### WHAT TO DO
Going down the listing below, print exactly each line from the one with "For every instance of the tree in" up to and including the one with "For every instance of the blonde", and skip the rest.

:::::

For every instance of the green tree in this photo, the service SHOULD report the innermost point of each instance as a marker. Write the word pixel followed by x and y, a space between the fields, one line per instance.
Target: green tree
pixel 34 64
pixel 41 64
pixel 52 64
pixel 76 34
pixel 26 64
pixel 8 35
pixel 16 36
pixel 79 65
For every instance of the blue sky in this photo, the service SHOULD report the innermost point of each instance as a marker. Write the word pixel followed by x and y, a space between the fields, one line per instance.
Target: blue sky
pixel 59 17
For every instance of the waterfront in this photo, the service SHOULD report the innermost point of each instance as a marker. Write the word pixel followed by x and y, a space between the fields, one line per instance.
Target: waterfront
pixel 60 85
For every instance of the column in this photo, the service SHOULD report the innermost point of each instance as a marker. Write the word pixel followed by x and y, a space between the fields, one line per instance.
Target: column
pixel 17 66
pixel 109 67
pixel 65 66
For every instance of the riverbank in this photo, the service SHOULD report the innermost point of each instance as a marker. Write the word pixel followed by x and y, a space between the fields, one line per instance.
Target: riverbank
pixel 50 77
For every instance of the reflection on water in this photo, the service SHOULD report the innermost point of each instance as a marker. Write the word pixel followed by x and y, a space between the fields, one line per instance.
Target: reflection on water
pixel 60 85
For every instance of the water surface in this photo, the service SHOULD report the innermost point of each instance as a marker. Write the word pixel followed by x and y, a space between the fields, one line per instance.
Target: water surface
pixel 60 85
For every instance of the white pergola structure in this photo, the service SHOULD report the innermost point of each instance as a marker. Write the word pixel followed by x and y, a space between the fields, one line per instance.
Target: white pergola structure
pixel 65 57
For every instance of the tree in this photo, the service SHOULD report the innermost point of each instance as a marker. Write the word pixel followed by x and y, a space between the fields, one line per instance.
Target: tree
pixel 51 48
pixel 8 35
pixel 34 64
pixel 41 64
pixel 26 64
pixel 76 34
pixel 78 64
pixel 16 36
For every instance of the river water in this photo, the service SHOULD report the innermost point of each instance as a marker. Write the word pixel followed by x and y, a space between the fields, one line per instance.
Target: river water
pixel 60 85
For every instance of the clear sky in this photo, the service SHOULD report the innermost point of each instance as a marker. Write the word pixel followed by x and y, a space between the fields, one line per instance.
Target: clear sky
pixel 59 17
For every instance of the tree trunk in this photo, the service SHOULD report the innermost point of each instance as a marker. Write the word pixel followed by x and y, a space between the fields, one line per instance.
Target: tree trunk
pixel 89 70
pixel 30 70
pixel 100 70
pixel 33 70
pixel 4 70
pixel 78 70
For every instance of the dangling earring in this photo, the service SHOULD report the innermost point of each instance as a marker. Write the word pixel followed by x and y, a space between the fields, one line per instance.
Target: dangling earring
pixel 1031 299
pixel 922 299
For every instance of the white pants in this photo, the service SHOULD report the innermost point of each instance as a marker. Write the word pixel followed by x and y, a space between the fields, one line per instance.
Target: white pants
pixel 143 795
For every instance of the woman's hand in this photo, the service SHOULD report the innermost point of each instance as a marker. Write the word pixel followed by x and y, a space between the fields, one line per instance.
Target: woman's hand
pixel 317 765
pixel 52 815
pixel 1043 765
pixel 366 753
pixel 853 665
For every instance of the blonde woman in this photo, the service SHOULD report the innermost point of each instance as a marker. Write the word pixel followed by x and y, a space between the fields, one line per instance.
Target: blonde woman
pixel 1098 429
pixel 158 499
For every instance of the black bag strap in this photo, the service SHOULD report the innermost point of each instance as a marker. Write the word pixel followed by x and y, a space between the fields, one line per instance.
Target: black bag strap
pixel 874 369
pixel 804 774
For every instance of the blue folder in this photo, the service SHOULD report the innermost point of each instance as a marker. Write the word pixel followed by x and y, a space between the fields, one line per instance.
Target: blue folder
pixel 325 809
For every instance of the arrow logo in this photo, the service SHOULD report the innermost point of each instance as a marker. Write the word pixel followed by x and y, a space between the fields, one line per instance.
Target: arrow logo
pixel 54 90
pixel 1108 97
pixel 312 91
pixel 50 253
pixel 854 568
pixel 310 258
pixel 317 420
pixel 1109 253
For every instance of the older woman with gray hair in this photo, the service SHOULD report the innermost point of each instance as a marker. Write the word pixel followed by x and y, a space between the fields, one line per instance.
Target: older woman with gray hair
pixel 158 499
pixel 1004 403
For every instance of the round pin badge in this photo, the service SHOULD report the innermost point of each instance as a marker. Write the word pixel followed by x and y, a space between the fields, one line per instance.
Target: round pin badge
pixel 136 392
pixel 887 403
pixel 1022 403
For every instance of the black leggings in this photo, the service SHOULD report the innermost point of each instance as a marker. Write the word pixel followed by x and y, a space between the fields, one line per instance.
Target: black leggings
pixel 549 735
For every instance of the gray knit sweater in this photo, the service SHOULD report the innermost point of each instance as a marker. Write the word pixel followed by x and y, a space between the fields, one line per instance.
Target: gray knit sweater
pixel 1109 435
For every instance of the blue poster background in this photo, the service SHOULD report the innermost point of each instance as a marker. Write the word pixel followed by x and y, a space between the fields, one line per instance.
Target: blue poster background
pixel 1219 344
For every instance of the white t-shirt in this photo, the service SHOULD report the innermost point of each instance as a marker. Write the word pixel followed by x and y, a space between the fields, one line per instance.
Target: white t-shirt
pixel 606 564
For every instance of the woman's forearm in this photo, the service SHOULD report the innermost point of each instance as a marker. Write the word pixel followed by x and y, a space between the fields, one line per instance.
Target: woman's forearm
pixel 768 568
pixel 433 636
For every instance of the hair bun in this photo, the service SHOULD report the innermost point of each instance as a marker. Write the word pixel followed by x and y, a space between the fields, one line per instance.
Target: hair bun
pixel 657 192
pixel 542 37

:::::

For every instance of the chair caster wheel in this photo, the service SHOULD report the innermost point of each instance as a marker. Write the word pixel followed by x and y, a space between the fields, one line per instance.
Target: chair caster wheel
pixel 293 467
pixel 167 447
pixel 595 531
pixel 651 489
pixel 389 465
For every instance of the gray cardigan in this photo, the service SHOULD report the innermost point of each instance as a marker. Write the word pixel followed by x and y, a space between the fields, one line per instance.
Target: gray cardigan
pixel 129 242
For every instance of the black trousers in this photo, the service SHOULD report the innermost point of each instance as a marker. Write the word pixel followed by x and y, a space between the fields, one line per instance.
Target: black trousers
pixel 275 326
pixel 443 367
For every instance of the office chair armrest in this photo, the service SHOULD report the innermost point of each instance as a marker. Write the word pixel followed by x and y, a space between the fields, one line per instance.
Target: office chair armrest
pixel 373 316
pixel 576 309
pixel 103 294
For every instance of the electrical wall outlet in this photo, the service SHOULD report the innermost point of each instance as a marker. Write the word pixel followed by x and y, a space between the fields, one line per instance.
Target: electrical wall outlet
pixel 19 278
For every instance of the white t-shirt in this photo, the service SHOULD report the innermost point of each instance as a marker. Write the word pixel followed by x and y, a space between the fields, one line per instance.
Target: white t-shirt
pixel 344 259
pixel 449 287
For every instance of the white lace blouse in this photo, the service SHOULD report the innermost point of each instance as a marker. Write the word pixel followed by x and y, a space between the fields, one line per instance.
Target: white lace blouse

:::::

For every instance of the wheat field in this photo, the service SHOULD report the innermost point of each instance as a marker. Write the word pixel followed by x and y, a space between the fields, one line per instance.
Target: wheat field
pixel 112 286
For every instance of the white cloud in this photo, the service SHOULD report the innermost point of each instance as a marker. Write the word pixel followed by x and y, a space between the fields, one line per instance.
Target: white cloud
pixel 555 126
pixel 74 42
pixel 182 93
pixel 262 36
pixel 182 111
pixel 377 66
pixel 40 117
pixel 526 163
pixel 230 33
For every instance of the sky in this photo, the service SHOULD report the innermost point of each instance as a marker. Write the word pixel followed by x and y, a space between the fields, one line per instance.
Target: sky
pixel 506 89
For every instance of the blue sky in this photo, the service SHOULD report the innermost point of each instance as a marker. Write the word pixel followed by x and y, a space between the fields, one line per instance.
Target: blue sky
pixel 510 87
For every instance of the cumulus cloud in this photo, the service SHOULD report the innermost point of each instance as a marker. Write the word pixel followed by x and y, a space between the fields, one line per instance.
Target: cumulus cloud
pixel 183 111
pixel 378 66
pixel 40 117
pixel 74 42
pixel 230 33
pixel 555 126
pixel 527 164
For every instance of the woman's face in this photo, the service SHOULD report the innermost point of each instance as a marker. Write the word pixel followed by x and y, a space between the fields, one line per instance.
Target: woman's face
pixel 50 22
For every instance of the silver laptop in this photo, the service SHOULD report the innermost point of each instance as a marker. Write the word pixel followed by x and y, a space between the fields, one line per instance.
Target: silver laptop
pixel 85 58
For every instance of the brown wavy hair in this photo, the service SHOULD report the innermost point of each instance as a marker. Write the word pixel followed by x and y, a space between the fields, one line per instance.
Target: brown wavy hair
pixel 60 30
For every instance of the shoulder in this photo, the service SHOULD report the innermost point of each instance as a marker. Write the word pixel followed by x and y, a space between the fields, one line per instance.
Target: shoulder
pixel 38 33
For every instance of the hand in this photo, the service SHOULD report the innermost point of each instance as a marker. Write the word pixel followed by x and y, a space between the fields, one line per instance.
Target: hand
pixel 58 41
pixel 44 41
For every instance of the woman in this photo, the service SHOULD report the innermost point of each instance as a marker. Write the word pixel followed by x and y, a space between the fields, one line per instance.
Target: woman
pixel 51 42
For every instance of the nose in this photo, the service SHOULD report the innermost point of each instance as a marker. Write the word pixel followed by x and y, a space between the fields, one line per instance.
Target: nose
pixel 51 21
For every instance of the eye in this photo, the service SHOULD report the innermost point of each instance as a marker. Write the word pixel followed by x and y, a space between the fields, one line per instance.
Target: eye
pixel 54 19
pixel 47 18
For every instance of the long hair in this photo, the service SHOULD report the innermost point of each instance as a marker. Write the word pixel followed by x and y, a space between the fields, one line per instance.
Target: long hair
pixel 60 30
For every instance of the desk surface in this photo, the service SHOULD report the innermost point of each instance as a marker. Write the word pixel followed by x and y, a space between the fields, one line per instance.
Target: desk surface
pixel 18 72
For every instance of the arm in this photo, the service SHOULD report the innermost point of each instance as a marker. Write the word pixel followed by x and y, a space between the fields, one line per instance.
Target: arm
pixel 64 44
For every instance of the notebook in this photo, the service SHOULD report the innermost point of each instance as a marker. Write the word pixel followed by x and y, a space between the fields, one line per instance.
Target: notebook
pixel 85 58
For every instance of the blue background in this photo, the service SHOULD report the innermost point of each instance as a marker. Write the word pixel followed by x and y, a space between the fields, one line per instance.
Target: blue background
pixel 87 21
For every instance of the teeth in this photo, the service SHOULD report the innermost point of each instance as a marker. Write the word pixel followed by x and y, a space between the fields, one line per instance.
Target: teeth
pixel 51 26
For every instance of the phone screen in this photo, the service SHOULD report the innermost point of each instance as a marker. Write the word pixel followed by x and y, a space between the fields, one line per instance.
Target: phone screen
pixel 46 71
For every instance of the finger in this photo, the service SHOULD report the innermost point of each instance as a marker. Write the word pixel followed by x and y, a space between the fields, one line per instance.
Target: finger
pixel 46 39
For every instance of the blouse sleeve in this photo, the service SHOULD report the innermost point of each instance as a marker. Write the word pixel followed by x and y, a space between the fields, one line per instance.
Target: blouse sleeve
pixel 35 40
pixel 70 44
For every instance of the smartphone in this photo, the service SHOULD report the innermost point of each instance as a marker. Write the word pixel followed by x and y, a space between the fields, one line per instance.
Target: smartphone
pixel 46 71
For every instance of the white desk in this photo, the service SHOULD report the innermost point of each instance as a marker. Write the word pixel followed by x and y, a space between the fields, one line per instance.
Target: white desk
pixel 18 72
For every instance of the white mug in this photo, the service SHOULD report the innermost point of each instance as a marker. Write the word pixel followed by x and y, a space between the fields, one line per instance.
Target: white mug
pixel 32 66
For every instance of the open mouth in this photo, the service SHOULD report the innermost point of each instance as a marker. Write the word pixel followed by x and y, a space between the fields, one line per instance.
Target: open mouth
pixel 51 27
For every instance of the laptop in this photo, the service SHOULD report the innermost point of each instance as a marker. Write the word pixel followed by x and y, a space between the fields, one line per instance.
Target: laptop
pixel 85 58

:::::

### RESULT
For every instance of the tree in this photo, the service SHOULD report the innermost point of each instance as a marker. Write the word pixel followed by x and y, a space between the fields, one line per instance.
Target: tree
pixel 51 48
pixel 8 35
pixel 34 64
pixel 41 64
pixel 26 64
pixel 76 34
pixel 78 64
pixel 16 36
For every instance of the river water in this photo, the service SHOULD report the innermost point of each instance as a marker. Write the word pixel followed by x and y, a space between the fields, one line per instance.
Target: river water
pixel 60 85
For every instance of the clear sky in this photo, the service SHOULD report the innermost point of each instance as a marker. Write the word pixel followed by x and y, a space between the fields, one line per instance.
Target: clear sky
pixel 59 17
For every instance of the tree trunk in this photo, the service SHOULD report the innermost point of each instance as a marker. Write the word pixel followed by x and y, a space between the fields, one line per instance.
Target: tree trunk
pixel 89 70
pixel 30 70
pixel 100 70
pixel 33 70
pixel 4 70
pixel 78 70
For every instance of the dangling earring in this photo, the service SHOULD report the innermost point of each instance as a marker. Write the word pixel followed by x and y, a space between the fields, one line per instance.
Target: dangling earring
pixel 1031 299
pixel 922 299
For every instance of the white pants in this photo, the service SHOULD report the innermost point of each instance as a marker. Write the word pixel followed by x and y, a space between the fields, one line per instance.
Target: white pants
pixel 143 795
For every instance of the woman's hand in this photo, the service SHOULD report the innermost point of each instance as a marker. Write the word pixel followed by x and y, a space between the fields, one line per instance.
Target: woman's hand
pixel 317 765
pixel 52 815
pixel 1043 765
pixel 366 753
pixel 853 665
For every instance of the blonde woman in this photo, the service SHOULD report the innermost point of each instance as a marker. Write the word pixel followed by x and y, a space between the fields, one line per instance.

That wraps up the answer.